• [Text section]:
BEGIN

Solving inqualities by Using addition and subtract Options

[demolished]

Solving inqualities by Using addition and subtraction

PROBLEM 1
6r > 10r - r -3r
6r > 9r - 3r
6r > 6r < -- i'm stuck .. what do i do ?

do i cancel them out w/ 6, it will end up r > r, if i cancel out w/ 1, it would be 0 > 0

i'm so confused. So, am i right or wrong ... if wrong, help me please.

PROBLEM 2
3.2x < 2x-(9 -1.2x)

do i distribute ... 2x-9 and 2x - -1.3x ?

PROBLEM 3

3 over 2 q minus 25 over 5 exact greater then 2 q over 4
For this problem, is the answer 5 exact greater then q ? if not, dont tell me the answer.

[Spirited Away]

Solving inqualities by Using addition and subtraction

PROBLEM 1
6r > 10r - r -3r
6r > 9r - 3r
6r > 6r      < -- i'm stuck .. what do i do ?

do i cancel them out w/ 6, it will end up r > r, if i cancel out w/ 1, it would be 0 > 0

i'm so confused. So, am i right or wrong ... if wrong, help me please.

END

• [Set of tasks]:
• 1. Write the inequalities thread out again, starting at the words "Solving inqualities by Using addition and subtract Options" and stopping after "6r < -- i'm stuck .. what do i do ?", and swap "stuck" for "lost".
• 2. Carry on the forum thread about solving inequalities from the point where it stops.

• [Dataset extract]:
BEGIN

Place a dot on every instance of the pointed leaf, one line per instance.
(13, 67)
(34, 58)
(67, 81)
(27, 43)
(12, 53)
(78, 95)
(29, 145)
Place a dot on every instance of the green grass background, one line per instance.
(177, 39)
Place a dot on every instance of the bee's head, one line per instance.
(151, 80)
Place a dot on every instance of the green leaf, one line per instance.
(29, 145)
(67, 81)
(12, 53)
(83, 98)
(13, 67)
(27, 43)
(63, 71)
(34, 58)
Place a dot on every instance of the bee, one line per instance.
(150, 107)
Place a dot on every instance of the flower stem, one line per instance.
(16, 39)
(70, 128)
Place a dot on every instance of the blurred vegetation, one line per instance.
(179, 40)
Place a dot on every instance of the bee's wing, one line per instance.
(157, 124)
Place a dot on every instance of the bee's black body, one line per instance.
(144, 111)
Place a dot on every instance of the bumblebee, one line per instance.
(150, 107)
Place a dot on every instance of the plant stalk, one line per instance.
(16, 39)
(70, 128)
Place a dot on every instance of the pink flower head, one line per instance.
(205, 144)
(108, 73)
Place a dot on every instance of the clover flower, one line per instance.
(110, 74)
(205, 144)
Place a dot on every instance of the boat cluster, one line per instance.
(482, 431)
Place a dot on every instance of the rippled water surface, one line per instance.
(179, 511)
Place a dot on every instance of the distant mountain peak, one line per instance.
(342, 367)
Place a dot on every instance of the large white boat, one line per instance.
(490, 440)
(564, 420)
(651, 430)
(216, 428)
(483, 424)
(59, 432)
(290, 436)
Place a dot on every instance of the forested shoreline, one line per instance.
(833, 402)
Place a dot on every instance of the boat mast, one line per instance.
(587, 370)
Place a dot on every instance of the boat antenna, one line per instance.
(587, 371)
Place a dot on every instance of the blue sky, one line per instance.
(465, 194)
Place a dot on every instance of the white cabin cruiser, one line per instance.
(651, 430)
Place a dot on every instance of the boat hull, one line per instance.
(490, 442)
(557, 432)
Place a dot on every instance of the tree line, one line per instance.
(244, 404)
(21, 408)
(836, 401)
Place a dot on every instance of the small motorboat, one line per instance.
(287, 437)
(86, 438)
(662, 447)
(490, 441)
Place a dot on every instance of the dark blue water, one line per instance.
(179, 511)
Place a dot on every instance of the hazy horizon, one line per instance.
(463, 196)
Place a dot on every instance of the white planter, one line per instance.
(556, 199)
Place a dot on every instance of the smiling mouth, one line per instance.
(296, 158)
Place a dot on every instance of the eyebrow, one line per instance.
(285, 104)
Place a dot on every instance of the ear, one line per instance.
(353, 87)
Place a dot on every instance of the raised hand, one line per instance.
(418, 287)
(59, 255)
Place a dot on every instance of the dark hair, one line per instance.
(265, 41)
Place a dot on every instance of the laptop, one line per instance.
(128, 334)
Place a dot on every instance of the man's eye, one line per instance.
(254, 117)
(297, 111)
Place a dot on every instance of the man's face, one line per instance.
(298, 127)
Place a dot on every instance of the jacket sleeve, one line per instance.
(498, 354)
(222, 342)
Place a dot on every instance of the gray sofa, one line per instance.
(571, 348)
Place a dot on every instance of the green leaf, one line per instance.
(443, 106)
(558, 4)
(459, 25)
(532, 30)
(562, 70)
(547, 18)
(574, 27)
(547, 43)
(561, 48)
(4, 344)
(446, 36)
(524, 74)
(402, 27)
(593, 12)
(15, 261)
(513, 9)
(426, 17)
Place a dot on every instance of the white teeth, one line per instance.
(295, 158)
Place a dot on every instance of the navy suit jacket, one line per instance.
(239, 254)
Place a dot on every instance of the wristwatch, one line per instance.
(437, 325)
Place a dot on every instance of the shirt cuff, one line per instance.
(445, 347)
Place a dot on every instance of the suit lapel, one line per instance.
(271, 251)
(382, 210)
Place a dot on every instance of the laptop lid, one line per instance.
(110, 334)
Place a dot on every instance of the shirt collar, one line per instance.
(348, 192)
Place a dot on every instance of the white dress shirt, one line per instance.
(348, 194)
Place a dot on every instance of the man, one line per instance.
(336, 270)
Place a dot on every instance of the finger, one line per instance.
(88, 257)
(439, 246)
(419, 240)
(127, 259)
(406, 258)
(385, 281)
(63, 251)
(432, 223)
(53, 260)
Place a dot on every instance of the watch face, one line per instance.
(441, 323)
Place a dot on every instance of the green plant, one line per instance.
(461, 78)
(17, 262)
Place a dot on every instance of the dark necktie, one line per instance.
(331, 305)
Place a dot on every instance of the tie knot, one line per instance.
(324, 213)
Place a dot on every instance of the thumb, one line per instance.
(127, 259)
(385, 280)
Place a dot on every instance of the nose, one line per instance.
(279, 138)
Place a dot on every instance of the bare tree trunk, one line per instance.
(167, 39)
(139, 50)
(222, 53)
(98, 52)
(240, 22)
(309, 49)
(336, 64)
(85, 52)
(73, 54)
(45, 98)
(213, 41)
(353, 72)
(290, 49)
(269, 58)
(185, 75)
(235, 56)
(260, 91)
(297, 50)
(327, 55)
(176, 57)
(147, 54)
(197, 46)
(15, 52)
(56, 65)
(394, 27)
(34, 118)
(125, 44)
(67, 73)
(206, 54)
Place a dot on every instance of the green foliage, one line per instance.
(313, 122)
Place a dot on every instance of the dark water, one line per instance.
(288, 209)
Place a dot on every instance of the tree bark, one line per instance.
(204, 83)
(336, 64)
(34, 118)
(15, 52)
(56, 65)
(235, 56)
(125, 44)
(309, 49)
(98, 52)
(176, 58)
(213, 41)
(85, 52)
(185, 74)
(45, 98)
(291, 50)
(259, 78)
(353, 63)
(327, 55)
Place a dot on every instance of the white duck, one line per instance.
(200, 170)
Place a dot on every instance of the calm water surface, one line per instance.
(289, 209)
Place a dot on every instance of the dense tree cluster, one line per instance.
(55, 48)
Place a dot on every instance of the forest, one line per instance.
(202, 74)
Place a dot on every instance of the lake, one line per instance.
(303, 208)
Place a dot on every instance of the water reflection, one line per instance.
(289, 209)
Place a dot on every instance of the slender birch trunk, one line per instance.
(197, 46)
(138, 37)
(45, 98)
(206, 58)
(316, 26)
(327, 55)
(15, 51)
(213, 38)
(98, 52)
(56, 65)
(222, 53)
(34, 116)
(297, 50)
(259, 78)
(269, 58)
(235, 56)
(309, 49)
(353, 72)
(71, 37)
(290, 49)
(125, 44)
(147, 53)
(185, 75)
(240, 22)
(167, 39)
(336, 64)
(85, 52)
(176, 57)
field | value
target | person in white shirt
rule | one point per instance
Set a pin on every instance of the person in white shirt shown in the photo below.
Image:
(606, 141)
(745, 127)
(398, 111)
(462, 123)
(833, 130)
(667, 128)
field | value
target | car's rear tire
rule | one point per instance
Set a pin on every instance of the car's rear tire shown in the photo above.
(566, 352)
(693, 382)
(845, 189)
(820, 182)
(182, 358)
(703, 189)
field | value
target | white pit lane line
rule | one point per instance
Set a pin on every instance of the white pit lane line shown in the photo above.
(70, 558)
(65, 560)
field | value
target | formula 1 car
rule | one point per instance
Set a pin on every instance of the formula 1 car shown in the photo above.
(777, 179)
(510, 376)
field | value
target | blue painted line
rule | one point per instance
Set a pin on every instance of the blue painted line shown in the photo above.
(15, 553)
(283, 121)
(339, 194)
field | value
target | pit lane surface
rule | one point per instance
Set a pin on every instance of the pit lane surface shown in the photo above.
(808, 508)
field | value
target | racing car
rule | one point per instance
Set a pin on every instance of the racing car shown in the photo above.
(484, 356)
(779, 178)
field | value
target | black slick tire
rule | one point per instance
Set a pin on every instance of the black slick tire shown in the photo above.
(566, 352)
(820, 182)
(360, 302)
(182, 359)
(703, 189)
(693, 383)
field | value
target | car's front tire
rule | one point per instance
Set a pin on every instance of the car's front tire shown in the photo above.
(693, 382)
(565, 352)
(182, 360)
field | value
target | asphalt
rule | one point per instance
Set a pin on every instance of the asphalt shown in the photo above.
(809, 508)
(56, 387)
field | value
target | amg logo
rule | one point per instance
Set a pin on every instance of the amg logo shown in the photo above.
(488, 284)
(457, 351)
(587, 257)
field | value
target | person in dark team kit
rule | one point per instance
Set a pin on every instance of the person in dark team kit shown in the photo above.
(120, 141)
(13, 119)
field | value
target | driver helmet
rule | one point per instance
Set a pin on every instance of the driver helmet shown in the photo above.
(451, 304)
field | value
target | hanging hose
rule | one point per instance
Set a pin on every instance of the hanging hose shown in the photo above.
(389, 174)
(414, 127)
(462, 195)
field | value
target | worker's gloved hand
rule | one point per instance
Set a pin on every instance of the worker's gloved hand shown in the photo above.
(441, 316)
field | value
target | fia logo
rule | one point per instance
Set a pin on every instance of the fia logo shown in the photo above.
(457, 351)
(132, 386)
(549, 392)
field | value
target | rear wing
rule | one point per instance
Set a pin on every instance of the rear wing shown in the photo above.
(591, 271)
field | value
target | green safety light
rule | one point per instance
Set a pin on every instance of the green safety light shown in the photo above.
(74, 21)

END

• [Exercise results]:
• 1.
Solving inqualities by Using addition and subtract Options

[demolished]

Solving inqualities by Using addition and subtraction

PROBLEM 1
6r > 10r - r -3r
6r > 9r - 3r
6r > 6r < -- i'm lost .. what do i do ?

• 2.
PROBLEM 2
3.2x < 2x-(9 -1.2x)

do i distribute ... 2x-9     and 2x - -1.3x ?

PROBLEM 3

3 over 2 q minus 25 over 5  exact greater then 2 q over 4
For this problem, is the answer 5 exact greater then q ? if not, dont tell me the answer.

I'm math stupid.

Problem number 1 isn't possible, for me that is.

But anyway, problem two requires that you distribute the negative sign. So, it's
3.2x < 2x-9+1.2x
You always distribute the sign before the paranthesis

I think this the equation you need to get to the answer: 6-20q-2q^2>0 But then I'm stuck there, too.

Yes, did I say I'm math stupid?